▽

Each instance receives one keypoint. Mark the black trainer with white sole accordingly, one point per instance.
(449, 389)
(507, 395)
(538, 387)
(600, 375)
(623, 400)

△

Can you copy the records above word for word, keeping every line unchanged?

**Answer to the task**
Each instance receives one keypoint. Mark the black trainer with white sole accordingly, one point per instance.
(449, 389)
(507, 395)
(538, 387)
(600, 375)
(623, 400)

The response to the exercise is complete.